** EXERCISE DIRECTIONS **
Transcribe the reflection on a conversation with a partner from "It's funny, this" to "explore and experiment.".

### TEXT SEGMENT ###

It's funny, this may be the absolute sexiest conversation I've had with her in eight months. And yet, we are fully clothed. I remember something I read recently about sex in long-term relationships, how it is a balancing act between the need to feel secure with a partner and the need to be surprised and stimulated by the same partner. I need to go back and read that. I think it's also a process of balancing your fears and inhibitions with the desire to explore and experiment.

I realize that every serious conversation I have with her, I start with my heart so intensely sitting in my throat. It feels like I am choking on the words, coughing up nonsense and fear. But instead of falling, instead of flailing my arms as the abyss rises around me, she pulls me in to catch me. 

I hope I do the same for her, but the truth is, I'm not sure I'll ever know.

### RECORDS SUPPLIED ###

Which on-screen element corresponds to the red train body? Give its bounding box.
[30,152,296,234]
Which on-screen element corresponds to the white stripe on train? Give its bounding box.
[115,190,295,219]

###
### RECORDS SUPPLIED ###

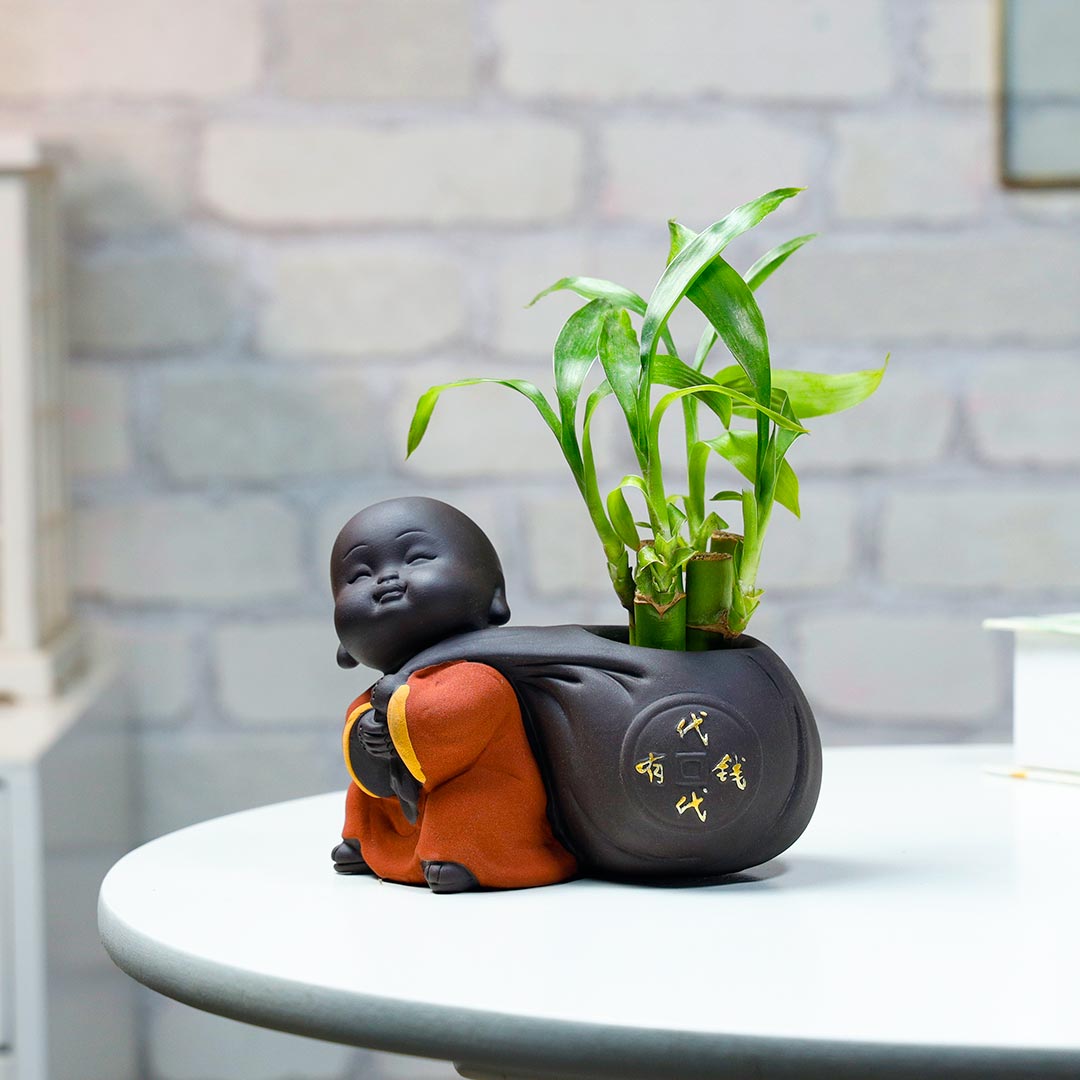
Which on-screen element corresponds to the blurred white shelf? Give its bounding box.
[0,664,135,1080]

###

** EXPECTED ANSWER **
It's funny, this may be the absolute sexiest conversation I've had with her in eight months. And yet, we are fully clothed. I remember something I read recently about sex in long-term relationships, how it is a balancing act between the need to feel secure with a partner and the need to be surprised and stimulated by the same partner. I need to go back and read that. I think it's also a process of balancing your fears and inhibitions with the desire to explore and experiment.